Skip to content

Fix HtmlCleaner Null Pointer Error in findRadioGroupContainer

Priority: 🔴 CRITICAL - Production Runtime Error Status: Planning Sentry Issue: BEANS-BACKEND-4D Related Plans: refactor-html-cleaner-god-object.md

Problem Statement

Production error occurring in HtmlCleaner::findRadioGroupContainer() causing crawler failures.

Error Details

  • Error Message: Warning: Attempt to read property "nodeType" on null
  • Location: src/Service/Crawler/HtmlCleaner.php:344
  • Frequency: 13 occurrences in ~5 seconds
  • Environment: Production
  • URL Triggering Error: https://blossomcoffeeroasters.com/products/test-first-light-breakfast-blend
  • First Seen: 2025-11-09T02:22:24.766Z
  • Last Seen: 2025-11-09T02:22:27.000Z

Stack Trace

HtmlCleaner->findRadioGroupContainer() (line 312)
  ↑ called by
HtmlCleaner->replaceRadioGroupsWithSummaries() (line 250)
  ↑ called by
HtmlCleaner->transformRadioGroups() (line 112)
  ↑ called by
HtmlCleaner->transformFormElements() (line 23)
  ↑ called by
HtmlCleaner->cleanHtml() (line 99)
  ↑ called by
ContentProcessingStepProcessor->convertHtmlToMarkdown() (line 70)

Root Cause Analysis

The Bug (Line 343-344)

// Look for div/container with multiple radios from same group
$parent = $domElement->parentNode;  // Line 343 - Can be null
while ($parent->nodeType === XML_ELEMENT_NODE && $parent instanceof DOMElement) {  // Line 344 - ERROR HERE
    // ...
    $parent = $parent->parentNode;  // Line 350 - Can also become null
}

Issue Breakdown

  1. Line 343: $parent = $domElement->parentNode - No guarantee this isn't null
  2. Line 344: $parent->nodeType - Attempts to access property on potentially null value
  3. Line 350: $parent = $parent->parentNode - Can result in null in subsequent iterations

Why It Happens

  • DOM nodes can have null as parentNode (e.g., document fragments, detached nodes)
  • The while loop condition checks $parent->nodeType before checking if $parent is null
  • This violates PHP's property access requirements (object must not be null)

Impact Assessment

Severity: CRITICAL 🔴

  • Production outage: Crawler fails to process pages with certain form structures
  • Data quality: Coffee bean pages cannot be processed
  • User impact: Products from affected roasters won't appear in search
  • Frequency: Affects specific HTML patterns (radio button groups)

§ SET EXERCISE 1: List every line of the entries below that contains the word "white", copying each such line in full.

[Entries from a pointing dataset]

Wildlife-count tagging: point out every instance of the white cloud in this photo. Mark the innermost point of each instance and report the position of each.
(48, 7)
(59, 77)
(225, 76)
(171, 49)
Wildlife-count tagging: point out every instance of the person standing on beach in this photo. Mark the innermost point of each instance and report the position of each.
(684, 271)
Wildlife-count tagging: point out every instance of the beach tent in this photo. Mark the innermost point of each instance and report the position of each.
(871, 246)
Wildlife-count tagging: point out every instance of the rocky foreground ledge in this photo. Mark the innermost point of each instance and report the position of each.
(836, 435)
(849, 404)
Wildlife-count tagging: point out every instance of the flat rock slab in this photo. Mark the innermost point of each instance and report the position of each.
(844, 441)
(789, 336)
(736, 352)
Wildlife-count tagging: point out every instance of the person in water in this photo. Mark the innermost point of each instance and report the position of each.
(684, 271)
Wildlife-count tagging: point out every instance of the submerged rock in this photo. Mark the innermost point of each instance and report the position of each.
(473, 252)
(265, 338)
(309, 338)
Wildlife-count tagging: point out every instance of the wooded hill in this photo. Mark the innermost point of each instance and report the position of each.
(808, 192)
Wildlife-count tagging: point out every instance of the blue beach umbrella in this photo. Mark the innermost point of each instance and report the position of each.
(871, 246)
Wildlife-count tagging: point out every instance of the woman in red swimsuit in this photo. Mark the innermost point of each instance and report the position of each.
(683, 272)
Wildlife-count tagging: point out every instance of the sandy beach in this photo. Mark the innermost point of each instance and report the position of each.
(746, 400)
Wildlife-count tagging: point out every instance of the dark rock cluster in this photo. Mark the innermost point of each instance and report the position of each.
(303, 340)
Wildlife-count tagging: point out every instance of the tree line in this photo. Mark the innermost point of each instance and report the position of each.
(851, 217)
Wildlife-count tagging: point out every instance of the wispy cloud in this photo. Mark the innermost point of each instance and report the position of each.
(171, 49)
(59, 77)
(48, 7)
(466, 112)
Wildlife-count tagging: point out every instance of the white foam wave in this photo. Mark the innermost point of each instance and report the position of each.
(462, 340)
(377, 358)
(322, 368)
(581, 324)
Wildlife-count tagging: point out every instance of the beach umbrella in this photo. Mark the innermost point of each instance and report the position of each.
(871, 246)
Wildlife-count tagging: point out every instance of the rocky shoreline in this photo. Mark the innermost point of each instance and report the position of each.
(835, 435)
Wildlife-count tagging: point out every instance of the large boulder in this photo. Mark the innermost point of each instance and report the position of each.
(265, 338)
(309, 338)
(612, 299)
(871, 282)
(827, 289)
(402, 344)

==

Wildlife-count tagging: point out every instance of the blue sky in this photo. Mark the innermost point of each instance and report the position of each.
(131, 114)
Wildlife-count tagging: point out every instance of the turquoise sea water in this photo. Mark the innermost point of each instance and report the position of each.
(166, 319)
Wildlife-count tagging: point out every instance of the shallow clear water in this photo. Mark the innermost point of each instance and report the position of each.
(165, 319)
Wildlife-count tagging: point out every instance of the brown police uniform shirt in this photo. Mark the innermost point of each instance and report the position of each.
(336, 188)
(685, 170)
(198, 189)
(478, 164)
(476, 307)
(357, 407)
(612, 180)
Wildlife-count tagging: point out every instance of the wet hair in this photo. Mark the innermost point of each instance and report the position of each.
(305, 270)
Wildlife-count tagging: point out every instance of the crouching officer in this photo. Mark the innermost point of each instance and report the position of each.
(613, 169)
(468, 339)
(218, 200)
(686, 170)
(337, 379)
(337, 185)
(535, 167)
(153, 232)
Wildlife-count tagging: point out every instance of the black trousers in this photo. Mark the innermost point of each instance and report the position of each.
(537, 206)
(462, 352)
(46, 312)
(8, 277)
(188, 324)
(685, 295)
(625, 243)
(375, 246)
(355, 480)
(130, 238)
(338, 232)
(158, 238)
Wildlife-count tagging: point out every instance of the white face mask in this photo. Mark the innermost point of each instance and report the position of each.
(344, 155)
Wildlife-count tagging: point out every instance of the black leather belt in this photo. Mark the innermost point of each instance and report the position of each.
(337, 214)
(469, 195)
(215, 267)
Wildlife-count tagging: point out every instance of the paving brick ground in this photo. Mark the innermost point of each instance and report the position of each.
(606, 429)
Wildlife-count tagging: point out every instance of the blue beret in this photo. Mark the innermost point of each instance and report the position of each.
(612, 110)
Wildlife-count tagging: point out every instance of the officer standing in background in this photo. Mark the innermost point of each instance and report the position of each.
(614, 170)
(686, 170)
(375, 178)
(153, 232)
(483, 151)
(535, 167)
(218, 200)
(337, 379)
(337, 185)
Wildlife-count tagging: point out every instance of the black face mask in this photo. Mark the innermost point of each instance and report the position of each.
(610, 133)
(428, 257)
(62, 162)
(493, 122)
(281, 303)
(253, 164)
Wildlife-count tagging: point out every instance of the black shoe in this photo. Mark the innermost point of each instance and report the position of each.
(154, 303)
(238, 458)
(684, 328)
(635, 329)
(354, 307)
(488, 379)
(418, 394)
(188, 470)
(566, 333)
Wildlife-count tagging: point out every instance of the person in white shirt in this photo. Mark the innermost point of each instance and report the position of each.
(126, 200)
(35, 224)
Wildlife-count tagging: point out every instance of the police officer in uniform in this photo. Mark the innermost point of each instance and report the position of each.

§ SET EXERCISE 2: According to the bug report, in which file and at which line does the error occur?

§ FULL RESPONSE 1:
Wildlife-count tagging: point out every instance of the white cloud in this photo. Mark the innermost point of each instance and report the position of each.
Wildlife-count tagging: point out every instance of the white foam wave in this photo. Mark the innermost point of each instance and report the position of each.
Wildlife-count tagging: point out every instance of the white face mask in this photo. Mark the innermost point of each instance and report the position of each.
Wildlife-count tagging: point out every instance of the person in white shirt in this photo. Mark the innermost point of each instance and report the position of each.

§ FULL RESPONSE 2: src/Service/Crawler/HtmlCleaner.php, line 344.